■ EXCERPT TO READ ■
########################################

With the Flow blockchain developers are free to build new, unique, and massive crypto-enabled businesses and dApps. Flow applications also allow the consumer to maintain control over their own data, which allows them to create non-fungible tokens that can be traded on the open markets all around the world. It also permits the creation of brand-new open economies that are user-owned. This means that the value in the system is created by the users as well.
Flow was created in such a way that its smart contracts can be assembled in much the same way Lego blocks are snapped together. With these snart contract building blocks developers can create dApps that could theoretically serve billions of people, with use cases that can serve mission-critical business requirements to sports fans.
Flow was created with four pillars that make it a unique blockchain:
- Multi-role architecture: Flow was designed to scale to billions of users without the need for sharding, and without reducing decentralization of its consensus mechanism.
- Resource-oriented programming:Flow uses a new programming language called Cadence to write its smart contracts. Cadence was created to be easier for developers and safer for users.
- Developer ergonomics:With upgradeable smart contracts and built-in logging support to the Flow Emulator, the Flow network is designed for results.
- Consumer onboarding:Flow was designed for mainstream consumers, with payment onramps catalyzing a safe and low-friction path from fiat to crypto.
What is Flow?
Flow is a recently launched blockchain from the same developers that brought the world CryptoKitties. It is built for the creation of consumer applications that are crypto-enabled. This includes games and the digital assets that are used within the games. Because Flow understands that these games can potentially have tens of millions of users they focused on creating a high throughput, fast platform.
When comparing Flow with other layer-ne blockchains there are three differentiating features:
- A novel, four-node architecture that allows for improvements in speed and throughput without sharding, layer two solutions, or compromising decentralization.
- Cadence, a new programming language designed with smart contracts in mind.
- Built-in payments, rewards, and distribution mechanisms to help applications on Flow engage their communities, find new users, and build network value.
How Flow Differs from other Blockchains
Traditional blockchains require every node to store the entire state of the blockchain, which makes them slow and resource intensive. These nodes are also responsible for processing every single transaction in the chain.
Flow has improved on this architecture by creating a pipeline architecture that takes the jobs that would usually be done by a single node and separating them across five different node types.
This significantly improves the efficiency of the nodes since it reduces redundant efforts substantially. In order to make this approach work the Flow team developed a new and unique cryptographic technique they’ve named Specialized Proofs of Confidential Knowledge (SPoCK), which addresses the Verifier’s Dilemma.
The Flow blockchain also rethinks many of the design choices in order to improve the usability of the blockchain, not just for developers, but also for consumers. These new design features include upgradeable smart contracts, human-readable security, and more. The protocol itself is then secured by a variant of the Proof-of-Stake consensus algorithm HotStuff that was originally developed by VMware Research.
The result of all these changes and improvements is a single state which is shared by all smart contracts. This ensured that every single transaction processed by the blockchain has full ACID guarantees. By taking this approach Flow has made it possible for developers to easily and safely reuse any other developer’s code.

########################################

■ JOB 1 ■
Pick out each line of the records that contains the string "tree", matching case exactly.
The Flow blockchain article has nothing to do with the records.

########################################

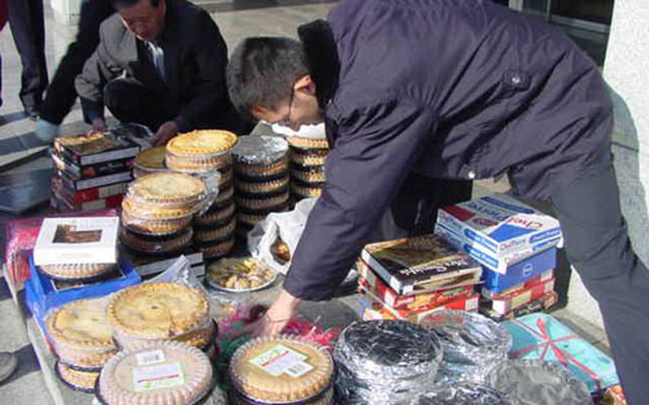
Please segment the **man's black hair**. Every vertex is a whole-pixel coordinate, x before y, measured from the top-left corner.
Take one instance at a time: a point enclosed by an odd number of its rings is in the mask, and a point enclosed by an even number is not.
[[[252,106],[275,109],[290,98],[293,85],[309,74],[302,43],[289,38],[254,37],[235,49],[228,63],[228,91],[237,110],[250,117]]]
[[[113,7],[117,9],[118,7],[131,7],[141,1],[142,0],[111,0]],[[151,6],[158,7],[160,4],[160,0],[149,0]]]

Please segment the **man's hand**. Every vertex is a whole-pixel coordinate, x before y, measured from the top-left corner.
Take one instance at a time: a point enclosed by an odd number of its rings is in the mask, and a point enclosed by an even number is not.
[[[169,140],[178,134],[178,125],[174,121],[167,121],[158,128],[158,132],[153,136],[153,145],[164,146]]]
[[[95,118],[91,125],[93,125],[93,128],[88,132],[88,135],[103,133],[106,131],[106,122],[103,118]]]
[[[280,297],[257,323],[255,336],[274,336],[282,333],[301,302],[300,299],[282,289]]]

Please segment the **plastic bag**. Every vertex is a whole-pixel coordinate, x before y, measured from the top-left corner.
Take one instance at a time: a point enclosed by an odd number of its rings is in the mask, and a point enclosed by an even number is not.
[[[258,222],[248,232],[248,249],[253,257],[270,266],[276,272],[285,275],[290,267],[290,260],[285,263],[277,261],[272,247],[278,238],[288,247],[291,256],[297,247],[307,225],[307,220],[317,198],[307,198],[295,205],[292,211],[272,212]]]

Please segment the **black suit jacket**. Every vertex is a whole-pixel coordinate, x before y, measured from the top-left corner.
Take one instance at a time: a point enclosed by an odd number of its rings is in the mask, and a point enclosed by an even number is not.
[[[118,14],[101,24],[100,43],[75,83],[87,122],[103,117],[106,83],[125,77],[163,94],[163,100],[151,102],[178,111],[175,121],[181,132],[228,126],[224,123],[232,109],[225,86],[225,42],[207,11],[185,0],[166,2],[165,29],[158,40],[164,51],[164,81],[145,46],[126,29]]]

########################################

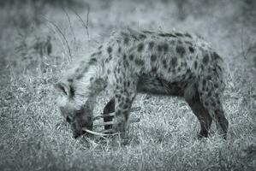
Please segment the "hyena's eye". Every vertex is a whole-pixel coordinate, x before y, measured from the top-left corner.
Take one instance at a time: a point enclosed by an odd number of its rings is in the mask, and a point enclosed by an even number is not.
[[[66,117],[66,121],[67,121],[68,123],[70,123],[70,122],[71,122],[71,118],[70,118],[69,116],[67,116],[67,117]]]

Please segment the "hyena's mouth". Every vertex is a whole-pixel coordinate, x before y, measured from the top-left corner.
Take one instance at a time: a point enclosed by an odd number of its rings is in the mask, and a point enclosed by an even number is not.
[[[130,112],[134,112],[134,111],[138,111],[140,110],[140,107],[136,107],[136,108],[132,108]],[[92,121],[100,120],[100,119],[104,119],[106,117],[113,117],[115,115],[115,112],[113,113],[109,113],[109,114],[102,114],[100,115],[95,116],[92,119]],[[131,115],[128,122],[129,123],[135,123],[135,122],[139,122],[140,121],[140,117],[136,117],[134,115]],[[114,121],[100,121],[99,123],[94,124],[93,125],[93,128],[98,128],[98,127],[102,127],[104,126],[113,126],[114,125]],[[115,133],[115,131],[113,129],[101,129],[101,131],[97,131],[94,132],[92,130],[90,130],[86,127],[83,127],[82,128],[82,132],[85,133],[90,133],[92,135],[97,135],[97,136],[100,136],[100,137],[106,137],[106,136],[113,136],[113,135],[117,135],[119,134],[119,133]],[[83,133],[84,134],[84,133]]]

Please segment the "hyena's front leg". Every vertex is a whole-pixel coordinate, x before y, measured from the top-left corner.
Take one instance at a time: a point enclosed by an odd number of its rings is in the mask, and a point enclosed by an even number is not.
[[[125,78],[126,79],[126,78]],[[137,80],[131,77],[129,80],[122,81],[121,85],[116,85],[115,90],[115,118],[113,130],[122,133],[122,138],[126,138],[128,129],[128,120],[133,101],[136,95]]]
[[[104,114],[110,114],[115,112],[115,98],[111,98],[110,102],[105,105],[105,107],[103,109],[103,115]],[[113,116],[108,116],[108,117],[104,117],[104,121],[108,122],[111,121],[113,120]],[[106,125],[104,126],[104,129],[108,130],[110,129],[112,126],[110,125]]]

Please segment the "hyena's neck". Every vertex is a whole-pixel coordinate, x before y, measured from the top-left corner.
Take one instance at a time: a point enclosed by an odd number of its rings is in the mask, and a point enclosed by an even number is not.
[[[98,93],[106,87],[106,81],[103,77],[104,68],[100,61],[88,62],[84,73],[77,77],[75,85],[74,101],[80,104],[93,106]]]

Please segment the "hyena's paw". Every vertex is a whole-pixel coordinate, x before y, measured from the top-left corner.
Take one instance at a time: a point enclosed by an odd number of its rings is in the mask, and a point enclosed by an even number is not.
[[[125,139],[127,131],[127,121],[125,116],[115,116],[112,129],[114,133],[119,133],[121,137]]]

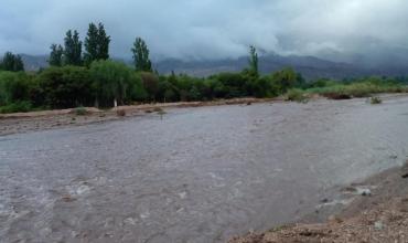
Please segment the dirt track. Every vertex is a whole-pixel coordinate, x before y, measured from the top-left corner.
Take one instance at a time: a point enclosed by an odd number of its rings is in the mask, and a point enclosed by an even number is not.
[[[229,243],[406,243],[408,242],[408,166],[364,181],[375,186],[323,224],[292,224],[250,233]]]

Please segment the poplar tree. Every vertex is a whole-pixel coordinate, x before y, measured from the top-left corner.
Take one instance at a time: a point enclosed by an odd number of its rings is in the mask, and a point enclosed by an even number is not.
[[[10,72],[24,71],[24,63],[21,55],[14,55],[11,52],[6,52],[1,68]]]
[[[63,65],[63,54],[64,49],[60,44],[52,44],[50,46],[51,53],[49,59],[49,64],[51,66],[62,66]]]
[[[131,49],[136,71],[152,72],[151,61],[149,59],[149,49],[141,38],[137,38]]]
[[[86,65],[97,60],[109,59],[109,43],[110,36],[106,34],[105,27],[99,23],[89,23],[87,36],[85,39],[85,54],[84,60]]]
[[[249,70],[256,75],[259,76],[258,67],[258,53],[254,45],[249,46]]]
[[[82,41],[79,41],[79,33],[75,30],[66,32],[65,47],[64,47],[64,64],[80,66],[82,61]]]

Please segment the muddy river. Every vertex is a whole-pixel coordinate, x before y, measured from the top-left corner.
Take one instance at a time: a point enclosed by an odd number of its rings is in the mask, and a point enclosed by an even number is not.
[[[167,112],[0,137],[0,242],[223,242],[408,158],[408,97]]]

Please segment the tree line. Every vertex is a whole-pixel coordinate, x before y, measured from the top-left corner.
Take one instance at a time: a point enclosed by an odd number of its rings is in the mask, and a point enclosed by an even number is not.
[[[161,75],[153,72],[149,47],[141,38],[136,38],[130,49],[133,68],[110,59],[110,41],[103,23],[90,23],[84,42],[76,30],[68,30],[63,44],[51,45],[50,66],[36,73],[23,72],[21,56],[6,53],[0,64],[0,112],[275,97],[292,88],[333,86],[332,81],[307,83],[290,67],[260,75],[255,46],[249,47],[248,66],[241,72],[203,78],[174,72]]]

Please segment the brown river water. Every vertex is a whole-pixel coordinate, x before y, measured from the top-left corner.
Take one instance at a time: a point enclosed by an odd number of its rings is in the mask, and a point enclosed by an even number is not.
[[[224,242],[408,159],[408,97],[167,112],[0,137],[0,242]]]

########################################

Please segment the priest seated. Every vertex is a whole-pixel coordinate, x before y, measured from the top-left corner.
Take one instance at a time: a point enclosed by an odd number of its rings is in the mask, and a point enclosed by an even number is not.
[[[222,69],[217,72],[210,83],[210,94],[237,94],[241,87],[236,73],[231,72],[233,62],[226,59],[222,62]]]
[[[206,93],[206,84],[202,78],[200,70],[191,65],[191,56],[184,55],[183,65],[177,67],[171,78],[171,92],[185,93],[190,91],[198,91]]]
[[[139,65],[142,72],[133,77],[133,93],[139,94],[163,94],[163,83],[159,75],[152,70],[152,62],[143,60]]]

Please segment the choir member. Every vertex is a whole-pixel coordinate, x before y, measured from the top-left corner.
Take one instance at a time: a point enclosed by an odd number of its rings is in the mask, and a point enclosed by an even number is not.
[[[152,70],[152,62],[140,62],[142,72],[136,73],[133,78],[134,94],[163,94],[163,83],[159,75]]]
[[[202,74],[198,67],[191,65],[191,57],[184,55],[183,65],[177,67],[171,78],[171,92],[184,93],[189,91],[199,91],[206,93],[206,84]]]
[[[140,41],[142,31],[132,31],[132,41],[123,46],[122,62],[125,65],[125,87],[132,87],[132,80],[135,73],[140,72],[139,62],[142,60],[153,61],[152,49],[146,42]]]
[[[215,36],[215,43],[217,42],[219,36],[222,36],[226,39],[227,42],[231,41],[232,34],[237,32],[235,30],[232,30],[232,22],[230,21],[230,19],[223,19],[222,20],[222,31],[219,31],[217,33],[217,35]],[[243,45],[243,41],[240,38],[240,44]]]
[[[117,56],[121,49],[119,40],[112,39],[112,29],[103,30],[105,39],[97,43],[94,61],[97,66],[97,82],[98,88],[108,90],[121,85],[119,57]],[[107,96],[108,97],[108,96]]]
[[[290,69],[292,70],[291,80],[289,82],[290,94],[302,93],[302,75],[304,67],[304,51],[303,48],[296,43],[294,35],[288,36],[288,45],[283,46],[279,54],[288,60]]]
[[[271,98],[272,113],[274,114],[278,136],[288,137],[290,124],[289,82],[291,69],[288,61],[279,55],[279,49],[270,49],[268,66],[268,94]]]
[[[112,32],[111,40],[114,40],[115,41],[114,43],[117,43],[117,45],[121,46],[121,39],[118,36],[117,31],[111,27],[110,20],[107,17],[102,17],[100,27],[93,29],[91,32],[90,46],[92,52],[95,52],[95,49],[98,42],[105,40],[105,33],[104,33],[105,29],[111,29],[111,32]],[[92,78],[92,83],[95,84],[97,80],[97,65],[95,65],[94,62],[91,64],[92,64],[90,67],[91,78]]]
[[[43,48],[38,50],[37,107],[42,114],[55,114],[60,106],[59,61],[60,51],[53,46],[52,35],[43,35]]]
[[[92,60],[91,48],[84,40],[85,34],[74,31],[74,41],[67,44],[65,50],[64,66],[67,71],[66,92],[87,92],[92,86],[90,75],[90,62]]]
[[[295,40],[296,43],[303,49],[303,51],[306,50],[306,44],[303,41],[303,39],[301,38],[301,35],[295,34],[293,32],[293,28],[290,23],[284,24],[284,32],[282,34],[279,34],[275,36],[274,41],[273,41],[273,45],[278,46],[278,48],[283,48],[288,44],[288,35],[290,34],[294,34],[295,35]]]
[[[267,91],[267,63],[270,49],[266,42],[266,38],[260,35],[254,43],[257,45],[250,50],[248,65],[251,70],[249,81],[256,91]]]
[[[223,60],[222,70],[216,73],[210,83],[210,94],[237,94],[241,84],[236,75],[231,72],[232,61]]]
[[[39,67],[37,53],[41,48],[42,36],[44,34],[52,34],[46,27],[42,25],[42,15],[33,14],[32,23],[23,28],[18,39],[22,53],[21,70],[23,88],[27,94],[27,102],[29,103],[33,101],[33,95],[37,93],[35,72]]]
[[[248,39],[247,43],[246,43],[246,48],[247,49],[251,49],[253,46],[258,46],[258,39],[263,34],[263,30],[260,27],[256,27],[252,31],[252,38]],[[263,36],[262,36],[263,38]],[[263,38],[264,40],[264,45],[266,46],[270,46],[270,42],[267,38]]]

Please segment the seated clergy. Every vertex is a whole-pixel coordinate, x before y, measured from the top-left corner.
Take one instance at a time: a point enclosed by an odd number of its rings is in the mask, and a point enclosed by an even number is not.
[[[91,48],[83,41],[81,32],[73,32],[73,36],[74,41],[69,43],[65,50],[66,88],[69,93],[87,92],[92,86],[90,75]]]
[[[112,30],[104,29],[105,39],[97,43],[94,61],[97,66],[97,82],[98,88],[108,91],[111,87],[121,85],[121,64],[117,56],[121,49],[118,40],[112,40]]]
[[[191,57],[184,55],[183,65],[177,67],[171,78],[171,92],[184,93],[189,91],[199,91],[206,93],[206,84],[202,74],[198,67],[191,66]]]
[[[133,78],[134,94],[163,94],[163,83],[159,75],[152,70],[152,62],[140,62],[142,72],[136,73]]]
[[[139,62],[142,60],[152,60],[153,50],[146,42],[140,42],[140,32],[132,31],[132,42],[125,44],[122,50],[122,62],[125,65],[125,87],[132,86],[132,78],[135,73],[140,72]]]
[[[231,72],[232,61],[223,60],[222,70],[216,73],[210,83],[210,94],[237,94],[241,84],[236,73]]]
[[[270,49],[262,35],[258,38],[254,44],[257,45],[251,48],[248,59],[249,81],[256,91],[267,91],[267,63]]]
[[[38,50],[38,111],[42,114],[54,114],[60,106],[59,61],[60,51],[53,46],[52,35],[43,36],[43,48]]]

########################################

■ JOB 2 ■
Resume the Flow blockchain article from its last sentence and carry it on.

■ TASK ANSWER 1 ■
Please segment the poplar tree. Every vertex is a whole-pixel coordinate, x before y, measured from the top-left corner.
Please segment the tree line. Every vertex is a whole-pixel coordinate, x before y, measured from the top-left corner.

■ TASK ANSWER 2 ■
This approach allows developers to create new products at an accelerating pace since the code base is always increasing and improving. This characteristic is known as “composability.” It is similar to open source software in that it enables faster innovations and ultimately gives consumers more and better choices.
Solving the Scalability Trilemma
The scalability trilemma specifies the tradeoffs that must be made when optimizing any blockchain solution. Specifically it is concerned with three elements; security, scalability, and decentralization. The scalability trilemma says that no blockchain can have all three of these features. Most blockchains have thus focused on security and decentralization to the detriment of scalability.
Many blockchains are now looking to fix this. In the case of Ethereum sharding is being investigated as a way to scale the blockchain horizontally without sacrificing security or decentralization. Flow has taken a different approach and is using its multi-node architecture to create vertical scalability. It can accomplish this because its node architecture separates the work being done, allowing Flow to optimize for decentralization, scalability, and security at different stages of the block cycle.
Consensus and Verification nodes are designed to keep the network accountable. They are the foundation of security for the network. Execution and Collection nodes are designed for throughput and add immense capacity and scale to the network. They are the foundation of scalability. The existence of these 4 different node types ensures distribution of node operators and decentralization of the network.
Multi-Role Validator Node Architecture
The architecture created by the Flow team was inspired by pipelining in CPU design and by the assembly line concept in manufacturing. The protocol lets individual nodes specialize in much the same way an assembly line has specialized areas. Nodes also specialize based on their hardware capabilities and their economic state. This allows the network to scale without sharding while also encouraging broad decentralized participation.
The Flow protocol distributes the work that would normally all go to a single node. This allows for specialized nodes that can take up individual tasks such as verify correctness, coming to consensus, and collecting transactions. This leads to four different node types and their associated tasks as follows:
- Collection Nodes: Bandwidth-optimized nodes divided by the protocol into several cooperating Clusters which contribute to the improved throughput of the system.
- Consensus Nodes: Form and propose blocks in a manner similar to traditionally-structured proof-of-stake blockchains, using the HotStuff consensus algorithm to create a consistent chain of blocks.
- Execution Nodes: The most resource-intensive nodes on the Flow network, responsible for executing transactions, maintaining the Execution State, and responding to queries from dApps and users. The Execution State is a cryptographically-verifiable data store for all user accounts and smart contract states.
- Verification Nodes: Responsible for confirming the correctness of the work done by Execution Nodes.
This separation of labor between nodes is vertical (across the different validation stages for each transaction) rather than horizontal (across different transactions, as with sharding).
In other words, every validator node still participates in the validation of every transaction, but they do so only at one of the stages of validation. They can therefore specialize for — and greatly increase the efficiency of — their particular stage of focus.
The Cadence Programming Language
The Cadence Programming Language is a new high-level programming language created by the Flow team and intended for smart contract development.
The language’s goals are, in order of importance:
- Safety and security: Provide a strong static type system, design by contract (preconditions and postconditions), and resources (inspired by linear types).
- Auditability: Focus on readability: Make it easy to verify what the code is doing, and make intentions explicit, at a small cost of verbosity.
- Simplicity: Focus on developer productivity and usability: Make it easy to write code, provide good tooling.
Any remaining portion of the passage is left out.